Zacznij od wiersza, w którym jest „Please tag the bread”, i przepisz materiał aż do samego końca, razem z poleceniami. W odpowiedziach przesuń każdą współrzędną x i y o -39.

Materiał do ćwiczenia:
___

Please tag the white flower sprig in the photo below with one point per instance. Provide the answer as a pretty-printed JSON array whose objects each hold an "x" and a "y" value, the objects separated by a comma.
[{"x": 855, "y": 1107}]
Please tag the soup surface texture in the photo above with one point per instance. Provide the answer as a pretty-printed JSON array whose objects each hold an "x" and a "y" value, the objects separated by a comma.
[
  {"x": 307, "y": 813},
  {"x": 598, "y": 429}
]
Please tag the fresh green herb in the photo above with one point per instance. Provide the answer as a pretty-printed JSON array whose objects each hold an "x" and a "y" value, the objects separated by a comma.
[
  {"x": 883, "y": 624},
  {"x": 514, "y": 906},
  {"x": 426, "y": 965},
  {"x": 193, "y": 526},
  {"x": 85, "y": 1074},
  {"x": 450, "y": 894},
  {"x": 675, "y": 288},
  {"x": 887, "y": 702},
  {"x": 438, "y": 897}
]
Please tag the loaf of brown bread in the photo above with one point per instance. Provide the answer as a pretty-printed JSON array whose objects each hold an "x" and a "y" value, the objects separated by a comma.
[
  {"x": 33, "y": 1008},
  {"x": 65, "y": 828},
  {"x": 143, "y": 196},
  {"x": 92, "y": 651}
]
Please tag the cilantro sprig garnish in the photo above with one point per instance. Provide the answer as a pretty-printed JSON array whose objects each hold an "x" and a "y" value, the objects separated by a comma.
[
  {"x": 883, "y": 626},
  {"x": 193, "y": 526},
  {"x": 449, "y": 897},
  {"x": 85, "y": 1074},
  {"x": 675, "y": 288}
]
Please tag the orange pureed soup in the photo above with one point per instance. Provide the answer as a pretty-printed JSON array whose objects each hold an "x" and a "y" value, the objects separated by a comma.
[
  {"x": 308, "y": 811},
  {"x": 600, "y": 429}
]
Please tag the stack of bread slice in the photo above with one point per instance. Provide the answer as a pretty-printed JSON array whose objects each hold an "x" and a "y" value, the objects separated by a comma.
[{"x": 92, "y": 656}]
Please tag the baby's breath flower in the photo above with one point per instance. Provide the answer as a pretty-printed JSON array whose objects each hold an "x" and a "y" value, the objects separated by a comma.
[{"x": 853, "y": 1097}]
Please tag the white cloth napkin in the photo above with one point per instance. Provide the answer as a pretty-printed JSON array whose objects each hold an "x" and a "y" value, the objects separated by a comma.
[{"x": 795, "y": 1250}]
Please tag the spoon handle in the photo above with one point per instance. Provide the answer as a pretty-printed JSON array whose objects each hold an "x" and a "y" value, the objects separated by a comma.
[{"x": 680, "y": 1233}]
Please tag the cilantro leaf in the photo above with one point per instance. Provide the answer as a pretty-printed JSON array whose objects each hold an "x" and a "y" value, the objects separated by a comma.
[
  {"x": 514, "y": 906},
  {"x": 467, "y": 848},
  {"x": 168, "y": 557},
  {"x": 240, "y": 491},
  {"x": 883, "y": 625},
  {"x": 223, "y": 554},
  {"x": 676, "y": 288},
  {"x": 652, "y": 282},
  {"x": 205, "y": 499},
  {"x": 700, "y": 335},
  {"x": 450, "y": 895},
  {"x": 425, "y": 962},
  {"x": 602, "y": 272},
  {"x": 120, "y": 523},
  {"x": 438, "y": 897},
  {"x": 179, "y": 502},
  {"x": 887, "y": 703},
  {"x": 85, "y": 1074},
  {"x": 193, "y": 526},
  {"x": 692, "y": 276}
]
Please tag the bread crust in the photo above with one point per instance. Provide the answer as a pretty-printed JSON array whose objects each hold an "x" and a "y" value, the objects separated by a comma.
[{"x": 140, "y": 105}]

___

Pełna odpowiedź:
Please tag the bread crust in the photo above with one point per instance. Provide the answer as a pretty-printed JSON array whose objects each hold an "x" and a "y" value, the objects separated by a comma.
[{"x": 101, "y": 66}]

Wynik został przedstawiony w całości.